## Task instructions
[1] Reproduce the forum thread starting at "## fireb0x (Mar" and ending at "carpooling with me.", replacing "San Antonio" with "Houston" throughout.
[2] According to the forum thread, what is the name of the room at the venue?
[Start of Extract to read]
Ok, I just got some new information regarding the venue.

The room is called the Bryan Beeman room.
The venue will hold up to 70 people.
Internet is $250 for 1 line, so that's a no-go, but I'll bring my dad's mifi if we need it.
Temperature is controlled by computers on a different level, so if we need to, I can work with people down there.
Everything seems to look good.


----------



## IamWEB (Feb 17, 2011)

Something I forgot to mention that we (as in the organizational team) need to know: The earliest we can get into the room for setup, and the latest we can stay.


----------



## fireb0x (Mar 1, 2011)

Thinking about hitting up this competition. I am brand new to cubing but I would like to just be a part of it. I will likely be driving up from San Antonio in case any other San Antonio cubers are interested in carpooling with me.


----------



## MichaelP. (Mar 2, 2011)

*Venue Change*

Hey guys, the Toy Maven gave us a sweet deal and the venue is being changed. I updated the original post, Anthony has sent an e-mail out to everyone who is registered, and Tyson updated the WCA site. See you guys there.


----------



## IamWEB (Mar 2, 2011)

YES YES YES.
[End of Extract to read]
[Start of Data listing]
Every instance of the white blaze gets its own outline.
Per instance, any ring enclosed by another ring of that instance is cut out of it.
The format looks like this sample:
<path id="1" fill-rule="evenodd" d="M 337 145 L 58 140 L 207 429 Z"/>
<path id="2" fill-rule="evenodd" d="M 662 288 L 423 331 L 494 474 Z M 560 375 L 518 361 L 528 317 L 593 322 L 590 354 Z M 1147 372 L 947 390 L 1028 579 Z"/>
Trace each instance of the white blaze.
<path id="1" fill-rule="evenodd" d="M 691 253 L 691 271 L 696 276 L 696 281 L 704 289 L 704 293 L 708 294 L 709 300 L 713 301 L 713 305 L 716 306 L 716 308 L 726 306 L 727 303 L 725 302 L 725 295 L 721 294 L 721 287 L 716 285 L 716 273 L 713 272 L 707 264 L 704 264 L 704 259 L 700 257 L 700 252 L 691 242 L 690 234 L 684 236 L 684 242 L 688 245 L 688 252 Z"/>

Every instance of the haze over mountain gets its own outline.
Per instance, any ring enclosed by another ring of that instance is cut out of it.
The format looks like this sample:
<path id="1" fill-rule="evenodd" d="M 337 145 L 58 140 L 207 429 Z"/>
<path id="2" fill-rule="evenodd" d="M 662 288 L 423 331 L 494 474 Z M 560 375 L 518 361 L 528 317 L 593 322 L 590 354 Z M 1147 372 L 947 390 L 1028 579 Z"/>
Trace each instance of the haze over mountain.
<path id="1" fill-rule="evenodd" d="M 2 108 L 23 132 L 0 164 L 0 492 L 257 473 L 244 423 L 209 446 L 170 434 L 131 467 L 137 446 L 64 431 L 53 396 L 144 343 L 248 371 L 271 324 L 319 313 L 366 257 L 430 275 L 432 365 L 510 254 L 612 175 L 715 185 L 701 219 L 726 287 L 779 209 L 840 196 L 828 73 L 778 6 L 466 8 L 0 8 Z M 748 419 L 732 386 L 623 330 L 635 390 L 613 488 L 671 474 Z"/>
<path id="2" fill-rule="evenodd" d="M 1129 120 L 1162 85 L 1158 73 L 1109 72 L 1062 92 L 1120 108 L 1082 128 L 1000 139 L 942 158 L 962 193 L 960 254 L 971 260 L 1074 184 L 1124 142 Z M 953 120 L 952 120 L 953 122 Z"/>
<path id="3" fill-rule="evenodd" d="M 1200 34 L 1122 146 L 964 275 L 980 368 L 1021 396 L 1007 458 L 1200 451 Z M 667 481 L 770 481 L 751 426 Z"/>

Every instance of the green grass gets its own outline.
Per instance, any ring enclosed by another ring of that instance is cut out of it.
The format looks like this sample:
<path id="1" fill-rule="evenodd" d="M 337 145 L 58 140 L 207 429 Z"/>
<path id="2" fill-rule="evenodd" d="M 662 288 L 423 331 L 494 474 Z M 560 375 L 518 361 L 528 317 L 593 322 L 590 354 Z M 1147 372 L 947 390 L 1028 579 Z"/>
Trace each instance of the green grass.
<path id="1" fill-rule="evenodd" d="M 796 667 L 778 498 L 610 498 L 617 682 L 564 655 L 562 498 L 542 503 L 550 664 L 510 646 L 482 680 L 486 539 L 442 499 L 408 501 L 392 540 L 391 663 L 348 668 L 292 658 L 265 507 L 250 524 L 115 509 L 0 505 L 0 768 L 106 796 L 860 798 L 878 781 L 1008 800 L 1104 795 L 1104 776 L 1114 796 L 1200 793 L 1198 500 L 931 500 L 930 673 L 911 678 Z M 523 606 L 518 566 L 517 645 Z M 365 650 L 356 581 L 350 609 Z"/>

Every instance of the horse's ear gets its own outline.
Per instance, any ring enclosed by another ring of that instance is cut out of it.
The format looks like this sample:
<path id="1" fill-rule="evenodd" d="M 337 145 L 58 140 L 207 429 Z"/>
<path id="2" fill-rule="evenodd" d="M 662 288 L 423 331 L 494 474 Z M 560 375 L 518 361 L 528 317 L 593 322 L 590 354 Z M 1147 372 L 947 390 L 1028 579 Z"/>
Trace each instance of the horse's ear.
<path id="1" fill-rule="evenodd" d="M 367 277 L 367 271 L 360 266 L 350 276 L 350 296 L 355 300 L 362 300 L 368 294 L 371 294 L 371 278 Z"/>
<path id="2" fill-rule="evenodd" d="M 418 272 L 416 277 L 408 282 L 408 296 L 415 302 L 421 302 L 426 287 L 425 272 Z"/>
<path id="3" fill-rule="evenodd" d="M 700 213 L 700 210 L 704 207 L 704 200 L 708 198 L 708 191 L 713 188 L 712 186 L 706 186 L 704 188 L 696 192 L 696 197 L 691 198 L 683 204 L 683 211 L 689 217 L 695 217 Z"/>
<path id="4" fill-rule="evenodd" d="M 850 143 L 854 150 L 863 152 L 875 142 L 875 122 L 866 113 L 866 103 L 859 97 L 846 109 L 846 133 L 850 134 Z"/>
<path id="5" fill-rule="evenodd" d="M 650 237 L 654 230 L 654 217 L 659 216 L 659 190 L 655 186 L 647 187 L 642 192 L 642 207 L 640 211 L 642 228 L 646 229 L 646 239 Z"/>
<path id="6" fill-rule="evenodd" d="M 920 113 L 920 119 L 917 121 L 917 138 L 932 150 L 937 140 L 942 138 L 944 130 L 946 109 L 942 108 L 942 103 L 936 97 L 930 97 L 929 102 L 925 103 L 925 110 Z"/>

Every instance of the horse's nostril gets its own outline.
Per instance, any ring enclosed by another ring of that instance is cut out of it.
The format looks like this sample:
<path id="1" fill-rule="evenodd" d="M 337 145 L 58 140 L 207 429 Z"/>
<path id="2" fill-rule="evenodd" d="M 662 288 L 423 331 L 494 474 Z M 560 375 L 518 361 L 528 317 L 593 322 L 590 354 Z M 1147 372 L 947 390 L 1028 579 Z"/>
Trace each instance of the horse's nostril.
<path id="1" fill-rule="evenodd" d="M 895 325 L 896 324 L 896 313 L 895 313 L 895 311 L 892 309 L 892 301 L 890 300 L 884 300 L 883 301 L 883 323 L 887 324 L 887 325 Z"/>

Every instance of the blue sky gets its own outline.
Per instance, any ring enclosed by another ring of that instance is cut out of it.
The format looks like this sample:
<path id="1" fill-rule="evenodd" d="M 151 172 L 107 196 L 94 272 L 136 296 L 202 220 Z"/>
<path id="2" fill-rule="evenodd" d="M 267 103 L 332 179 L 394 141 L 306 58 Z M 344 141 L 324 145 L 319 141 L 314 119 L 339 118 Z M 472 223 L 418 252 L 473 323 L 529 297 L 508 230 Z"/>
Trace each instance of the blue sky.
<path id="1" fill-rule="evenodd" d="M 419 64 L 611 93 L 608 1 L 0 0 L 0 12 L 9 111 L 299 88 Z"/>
[End of Data listing]
## Task answers
[1]
## fireb0x (Mar 1, 2011)

Thinking about hitting up this competition. I am brand new to cubing but I would like to just be a part of it. I will likely be driving up from Houston in case any other Houston cubers are interested in carpooling with me.

[2] The Bryan Beeman room.